Document text:
From a racism point of view, she noted that there is a conservative tax regime compared to other parts of the world and we are very reluctant to increase our levels of taxation. This is something that can be looked at by the Committee. One example she drew attention to was Germany, after re-unification, had a solidarity tax that was time limited and everybody paid it which went to up-scaling key programmes such education, infrastructure and job creation. Now some of the research shows that people do not have an appetite for those taxes but that does not mean they cannot pay it. The way that the racism issue can be changed is not about dealing with the problem of outbursts but ensuring that people’s standards of living are improved. There is a need for some symbolic acts, such as with Black Monday and the old South African flag, the country needs to start clamping down symbolically and criminalising hate speech, and there is a need for fiscal responses – there has been reluctance in introducing a solidarity tax, restitution tax or wealth tax. This would send a strong message in terms of the immorality around the inequality problems in the country.
Prof Soudien responded about scholar transport, saying that at this point HSRC cannot answer this question, but it has been noted.
Mr Jacobs said that he has not done any substantial work on scholar transport, so unfortunately he is not in a position to provide a comprehensive response on scholar transport.
The Chairperson stated that HSRC should look into some of the issues that it could not respond to, and perhaps commence some work on those.
Ms Swartz asked the Chairperson for clarity on whether the issue with scholar transport that needs to be responded to is around the non-payment of contractors or the entire scholar transport system not working optimally in itself.
The Chairperson replied that the Committee wants to look at it from a holistic point of view, because there is a lack of a standard practice, and HSRC needs to look at what would work best for learners and some of the measures that can be introduced to revive the system to work optimally.
Mr Gcwabaza requested a detailed understanding on the purpose of establishing the community colleges and how much work has been done thus far to ensure these community colleges achieved what they are supposed to achieve. If HSRC is not able to answer this question at the moment, he will understand.
Mr Gcwabaza said that he is glad that the racism issue is starting to come out openly because that reflects how it has always been covered up since 1994 up to this point. The country prides itself in being the rainbow nation when in actual fact that is not the case. Surely the country now knows what it is dealing with, at least African people. President Thabo Mbeki warned the country about this and he was attacked by various sectors in the country. In fact, even the current President has been the victim of those attacks when he raised this, but now government can actually deal with it robustly as well as the system that perpetuates it. Clearly, the country needs a fresh and robust dialogue on this.
The Chairperson thanked the HSRC and adjourned the meeting.

Data:
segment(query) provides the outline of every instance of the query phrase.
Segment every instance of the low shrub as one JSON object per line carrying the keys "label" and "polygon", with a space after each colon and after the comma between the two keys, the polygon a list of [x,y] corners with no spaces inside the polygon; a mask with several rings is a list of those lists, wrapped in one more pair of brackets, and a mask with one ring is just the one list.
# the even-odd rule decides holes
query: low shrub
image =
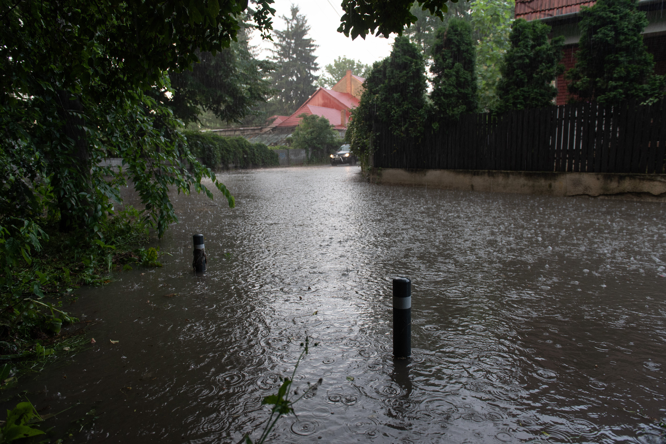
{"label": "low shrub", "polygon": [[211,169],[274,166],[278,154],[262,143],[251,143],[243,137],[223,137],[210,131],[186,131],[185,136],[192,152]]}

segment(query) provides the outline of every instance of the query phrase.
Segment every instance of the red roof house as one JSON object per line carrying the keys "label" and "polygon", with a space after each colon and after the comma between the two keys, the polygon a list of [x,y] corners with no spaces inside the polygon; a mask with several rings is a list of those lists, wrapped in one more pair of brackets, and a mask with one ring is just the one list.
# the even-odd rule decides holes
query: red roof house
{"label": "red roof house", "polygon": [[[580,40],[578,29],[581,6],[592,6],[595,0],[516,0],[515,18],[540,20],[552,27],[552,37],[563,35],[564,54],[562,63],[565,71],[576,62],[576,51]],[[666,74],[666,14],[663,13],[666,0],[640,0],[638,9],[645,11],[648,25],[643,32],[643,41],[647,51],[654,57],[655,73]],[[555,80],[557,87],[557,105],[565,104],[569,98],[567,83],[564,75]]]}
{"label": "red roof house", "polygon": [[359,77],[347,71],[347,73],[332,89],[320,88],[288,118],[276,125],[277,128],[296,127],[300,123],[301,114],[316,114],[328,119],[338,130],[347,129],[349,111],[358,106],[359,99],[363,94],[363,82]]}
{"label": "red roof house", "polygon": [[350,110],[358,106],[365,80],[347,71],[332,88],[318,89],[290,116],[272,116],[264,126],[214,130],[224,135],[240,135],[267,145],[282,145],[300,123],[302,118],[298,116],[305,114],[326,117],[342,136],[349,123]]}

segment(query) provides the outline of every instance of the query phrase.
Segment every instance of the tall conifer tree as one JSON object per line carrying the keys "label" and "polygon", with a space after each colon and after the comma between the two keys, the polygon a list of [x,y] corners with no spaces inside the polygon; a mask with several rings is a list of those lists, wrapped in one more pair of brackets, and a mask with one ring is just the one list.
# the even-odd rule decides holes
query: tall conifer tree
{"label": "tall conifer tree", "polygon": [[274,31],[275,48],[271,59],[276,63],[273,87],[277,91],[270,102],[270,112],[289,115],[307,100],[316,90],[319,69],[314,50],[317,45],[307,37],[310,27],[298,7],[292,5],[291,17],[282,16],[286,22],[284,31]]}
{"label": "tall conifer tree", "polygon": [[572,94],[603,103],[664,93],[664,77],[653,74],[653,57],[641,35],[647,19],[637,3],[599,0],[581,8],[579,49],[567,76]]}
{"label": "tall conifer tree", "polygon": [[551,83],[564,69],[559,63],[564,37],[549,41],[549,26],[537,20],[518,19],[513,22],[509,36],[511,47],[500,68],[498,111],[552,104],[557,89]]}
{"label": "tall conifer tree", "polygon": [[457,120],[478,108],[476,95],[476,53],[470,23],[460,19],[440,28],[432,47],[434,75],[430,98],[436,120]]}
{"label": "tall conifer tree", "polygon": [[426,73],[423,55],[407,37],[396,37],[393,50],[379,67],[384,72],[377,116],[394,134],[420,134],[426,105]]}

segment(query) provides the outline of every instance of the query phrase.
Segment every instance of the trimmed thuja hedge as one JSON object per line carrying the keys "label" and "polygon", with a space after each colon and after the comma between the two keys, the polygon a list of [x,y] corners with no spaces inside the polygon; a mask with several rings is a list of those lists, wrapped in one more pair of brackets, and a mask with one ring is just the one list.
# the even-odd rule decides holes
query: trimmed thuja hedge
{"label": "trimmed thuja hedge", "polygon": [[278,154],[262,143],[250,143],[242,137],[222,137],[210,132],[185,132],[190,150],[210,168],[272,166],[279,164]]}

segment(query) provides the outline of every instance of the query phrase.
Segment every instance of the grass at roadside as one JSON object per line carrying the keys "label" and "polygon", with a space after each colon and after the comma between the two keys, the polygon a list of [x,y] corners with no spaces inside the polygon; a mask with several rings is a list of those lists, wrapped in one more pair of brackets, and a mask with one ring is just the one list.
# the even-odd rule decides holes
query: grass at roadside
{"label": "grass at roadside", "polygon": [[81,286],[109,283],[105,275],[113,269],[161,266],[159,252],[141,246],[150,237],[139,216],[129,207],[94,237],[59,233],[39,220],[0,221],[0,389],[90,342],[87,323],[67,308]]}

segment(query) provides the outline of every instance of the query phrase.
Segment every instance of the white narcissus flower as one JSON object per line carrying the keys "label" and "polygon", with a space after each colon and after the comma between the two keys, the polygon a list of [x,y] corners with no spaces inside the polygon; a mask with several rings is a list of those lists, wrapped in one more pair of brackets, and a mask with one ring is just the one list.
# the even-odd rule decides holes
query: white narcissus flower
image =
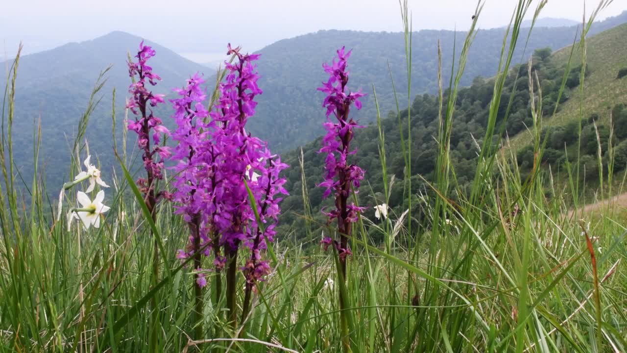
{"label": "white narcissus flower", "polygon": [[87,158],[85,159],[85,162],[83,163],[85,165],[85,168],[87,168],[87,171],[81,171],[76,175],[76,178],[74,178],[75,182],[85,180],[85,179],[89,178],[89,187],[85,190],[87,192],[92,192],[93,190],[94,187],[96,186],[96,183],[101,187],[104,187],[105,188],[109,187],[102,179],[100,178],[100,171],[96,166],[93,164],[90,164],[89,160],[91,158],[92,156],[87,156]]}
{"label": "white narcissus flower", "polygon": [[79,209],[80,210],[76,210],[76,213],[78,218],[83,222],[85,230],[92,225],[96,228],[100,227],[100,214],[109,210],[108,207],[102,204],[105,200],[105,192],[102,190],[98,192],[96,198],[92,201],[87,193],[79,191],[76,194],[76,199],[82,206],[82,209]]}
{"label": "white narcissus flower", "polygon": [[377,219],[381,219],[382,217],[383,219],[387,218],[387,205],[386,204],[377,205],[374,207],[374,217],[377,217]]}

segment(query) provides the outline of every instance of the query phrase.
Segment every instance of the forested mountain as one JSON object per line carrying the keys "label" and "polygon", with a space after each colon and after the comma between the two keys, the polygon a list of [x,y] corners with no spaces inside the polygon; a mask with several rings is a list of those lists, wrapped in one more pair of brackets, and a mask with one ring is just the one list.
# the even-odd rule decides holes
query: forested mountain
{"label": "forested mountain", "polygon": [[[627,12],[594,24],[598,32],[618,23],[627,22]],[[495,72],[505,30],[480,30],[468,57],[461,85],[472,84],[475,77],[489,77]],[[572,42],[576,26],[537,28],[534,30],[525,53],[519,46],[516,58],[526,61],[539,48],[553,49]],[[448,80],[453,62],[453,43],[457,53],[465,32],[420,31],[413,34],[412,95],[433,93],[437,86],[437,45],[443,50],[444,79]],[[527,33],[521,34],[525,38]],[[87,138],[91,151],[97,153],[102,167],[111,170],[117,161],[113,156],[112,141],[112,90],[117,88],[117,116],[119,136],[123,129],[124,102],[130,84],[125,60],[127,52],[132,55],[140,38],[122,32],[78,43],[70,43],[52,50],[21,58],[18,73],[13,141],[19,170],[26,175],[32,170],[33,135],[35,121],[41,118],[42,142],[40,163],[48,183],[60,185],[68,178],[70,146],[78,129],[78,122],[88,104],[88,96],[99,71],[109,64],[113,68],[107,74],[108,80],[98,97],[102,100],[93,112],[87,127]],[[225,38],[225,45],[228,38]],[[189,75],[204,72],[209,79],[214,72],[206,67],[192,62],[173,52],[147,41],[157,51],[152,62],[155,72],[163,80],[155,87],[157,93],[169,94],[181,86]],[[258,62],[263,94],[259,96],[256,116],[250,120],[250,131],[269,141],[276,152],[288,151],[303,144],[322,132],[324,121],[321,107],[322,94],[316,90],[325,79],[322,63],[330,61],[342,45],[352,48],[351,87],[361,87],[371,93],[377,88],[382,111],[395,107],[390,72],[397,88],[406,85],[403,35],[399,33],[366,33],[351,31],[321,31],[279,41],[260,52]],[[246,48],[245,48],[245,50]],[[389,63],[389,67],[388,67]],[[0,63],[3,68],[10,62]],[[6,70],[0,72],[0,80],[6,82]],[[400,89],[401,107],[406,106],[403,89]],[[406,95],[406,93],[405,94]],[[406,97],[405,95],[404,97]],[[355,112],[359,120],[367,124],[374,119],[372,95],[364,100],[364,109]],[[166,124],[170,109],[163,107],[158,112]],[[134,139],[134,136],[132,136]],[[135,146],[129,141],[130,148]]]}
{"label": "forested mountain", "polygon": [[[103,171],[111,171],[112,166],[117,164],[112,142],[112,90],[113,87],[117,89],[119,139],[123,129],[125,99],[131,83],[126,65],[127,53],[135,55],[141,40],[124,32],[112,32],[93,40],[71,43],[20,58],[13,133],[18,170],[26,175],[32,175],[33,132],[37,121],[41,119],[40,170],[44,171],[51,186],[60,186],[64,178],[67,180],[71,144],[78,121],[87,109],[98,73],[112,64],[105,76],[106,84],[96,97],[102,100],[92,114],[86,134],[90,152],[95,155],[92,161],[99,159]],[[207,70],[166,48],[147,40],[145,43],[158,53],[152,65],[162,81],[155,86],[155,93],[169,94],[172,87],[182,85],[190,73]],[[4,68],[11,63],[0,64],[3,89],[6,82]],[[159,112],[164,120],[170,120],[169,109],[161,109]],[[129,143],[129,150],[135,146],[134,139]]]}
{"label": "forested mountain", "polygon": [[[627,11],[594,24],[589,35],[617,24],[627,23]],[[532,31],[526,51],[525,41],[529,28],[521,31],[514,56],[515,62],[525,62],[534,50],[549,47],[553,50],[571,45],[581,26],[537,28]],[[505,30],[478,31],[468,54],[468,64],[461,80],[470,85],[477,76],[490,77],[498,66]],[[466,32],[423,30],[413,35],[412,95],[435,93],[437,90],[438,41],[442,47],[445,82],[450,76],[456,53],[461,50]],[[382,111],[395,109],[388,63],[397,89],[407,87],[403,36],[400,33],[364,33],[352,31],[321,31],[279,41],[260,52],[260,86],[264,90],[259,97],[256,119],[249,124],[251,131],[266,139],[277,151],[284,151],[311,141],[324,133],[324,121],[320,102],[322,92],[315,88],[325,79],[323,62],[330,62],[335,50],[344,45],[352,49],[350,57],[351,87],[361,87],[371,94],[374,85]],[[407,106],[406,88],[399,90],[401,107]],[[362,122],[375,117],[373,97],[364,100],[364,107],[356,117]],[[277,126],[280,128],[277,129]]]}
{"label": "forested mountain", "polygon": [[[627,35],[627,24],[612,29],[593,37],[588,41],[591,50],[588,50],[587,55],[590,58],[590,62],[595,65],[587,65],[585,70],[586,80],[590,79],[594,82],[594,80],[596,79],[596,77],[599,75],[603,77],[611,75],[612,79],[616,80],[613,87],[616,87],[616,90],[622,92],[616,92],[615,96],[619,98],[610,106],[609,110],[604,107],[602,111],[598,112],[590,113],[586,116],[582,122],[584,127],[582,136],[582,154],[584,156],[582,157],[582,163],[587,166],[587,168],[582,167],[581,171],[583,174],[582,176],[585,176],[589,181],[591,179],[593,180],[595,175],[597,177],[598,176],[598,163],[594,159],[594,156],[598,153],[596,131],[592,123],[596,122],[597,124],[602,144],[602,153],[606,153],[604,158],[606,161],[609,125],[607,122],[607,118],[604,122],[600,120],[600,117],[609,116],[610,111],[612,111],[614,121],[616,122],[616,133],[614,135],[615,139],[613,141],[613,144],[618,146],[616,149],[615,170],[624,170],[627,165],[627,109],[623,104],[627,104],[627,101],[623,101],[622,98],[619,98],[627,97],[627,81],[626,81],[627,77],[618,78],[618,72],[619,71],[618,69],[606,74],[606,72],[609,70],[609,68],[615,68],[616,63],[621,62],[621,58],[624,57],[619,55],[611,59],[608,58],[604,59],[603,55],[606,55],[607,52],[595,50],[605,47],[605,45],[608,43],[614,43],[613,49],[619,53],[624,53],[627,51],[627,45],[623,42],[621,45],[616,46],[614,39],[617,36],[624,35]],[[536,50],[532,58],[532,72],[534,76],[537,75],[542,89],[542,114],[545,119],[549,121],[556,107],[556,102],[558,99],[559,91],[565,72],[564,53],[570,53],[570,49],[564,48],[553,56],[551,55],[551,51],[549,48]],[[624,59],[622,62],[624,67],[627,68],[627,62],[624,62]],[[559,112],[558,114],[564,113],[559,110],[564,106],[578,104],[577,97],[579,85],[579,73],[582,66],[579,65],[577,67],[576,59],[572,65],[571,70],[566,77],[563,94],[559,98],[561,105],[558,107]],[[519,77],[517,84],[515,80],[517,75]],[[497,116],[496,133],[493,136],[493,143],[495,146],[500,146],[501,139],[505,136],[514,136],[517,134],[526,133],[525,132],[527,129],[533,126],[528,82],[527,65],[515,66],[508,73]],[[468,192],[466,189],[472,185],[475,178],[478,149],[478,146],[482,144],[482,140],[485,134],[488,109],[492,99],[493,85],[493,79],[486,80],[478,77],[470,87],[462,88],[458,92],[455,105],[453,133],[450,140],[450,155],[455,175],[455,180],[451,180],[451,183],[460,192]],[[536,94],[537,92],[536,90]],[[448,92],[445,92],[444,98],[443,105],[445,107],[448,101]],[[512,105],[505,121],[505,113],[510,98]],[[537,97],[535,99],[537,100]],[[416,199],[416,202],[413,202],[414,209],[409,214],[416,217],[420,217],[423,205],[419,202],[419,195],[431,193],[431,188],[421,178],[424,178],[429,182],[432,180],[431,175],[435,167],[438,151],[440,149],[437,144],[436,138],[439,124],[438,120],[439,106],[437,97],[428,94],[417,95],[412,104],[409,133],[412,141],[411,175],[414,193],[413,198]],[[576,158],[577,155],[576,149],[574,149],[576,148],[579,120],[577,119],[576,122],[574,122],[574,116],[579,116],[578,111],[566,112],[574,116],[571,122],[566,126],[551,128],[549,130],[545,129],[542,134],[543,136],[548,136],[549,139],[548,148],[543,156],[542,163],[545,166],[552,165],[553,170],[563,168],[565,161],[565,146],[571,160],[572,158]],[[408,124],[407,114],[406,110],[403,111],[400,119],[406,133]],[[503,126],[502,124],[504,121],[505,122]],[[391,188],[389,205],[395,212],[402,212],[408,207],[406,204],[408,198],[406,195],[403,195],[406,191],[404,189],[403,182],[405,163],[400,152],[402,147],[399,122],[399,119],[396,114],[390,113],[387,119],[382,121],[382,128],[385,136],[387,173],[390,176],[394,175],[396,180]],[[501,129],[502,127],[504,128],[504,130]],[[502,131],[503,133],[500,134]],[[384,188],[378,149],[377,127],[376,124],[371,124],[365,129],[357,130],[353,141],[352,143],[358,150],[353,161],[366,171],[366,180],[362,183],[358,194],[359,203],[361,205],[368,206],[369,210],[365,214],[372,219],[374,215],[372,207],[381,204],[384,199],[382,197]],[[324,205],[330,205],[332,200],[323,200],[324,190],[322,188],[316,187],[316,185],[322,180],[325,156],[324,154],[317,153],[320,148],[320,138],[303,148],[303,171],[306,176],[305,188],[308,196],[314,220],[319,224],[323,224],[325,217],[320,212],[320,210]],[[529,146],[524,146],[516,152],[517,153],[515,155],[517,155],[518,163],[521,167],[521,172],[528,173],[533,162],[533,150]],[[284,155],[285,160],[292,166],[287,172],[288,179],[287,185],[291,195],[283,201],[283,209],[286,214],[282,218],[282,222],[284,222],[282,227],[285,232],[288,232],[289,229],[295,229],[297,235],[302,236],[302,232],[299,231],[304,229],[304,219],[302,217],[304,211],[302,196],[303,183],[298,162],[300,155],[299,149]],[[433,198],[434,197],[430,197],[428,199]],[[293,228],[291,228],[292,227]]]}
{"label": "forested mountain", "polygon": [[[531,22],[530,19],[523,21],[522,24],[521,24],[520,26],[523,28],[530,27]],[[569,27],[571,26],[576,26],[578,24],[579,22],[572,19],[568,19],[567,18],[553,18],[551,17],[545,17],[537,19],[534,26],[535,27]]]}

What to produce:
Can you copy, word for word, the part of the committee meeting text between "Ms Swartz asked" and "optimally in itself.", inclusive?

Your solution:
Ms Swartz asked the Chairperson for clarity on whether the issue with scholar transport that needs to be responded to is around the non-payment of contractors or the entire scholar transport system not working optimally in itself.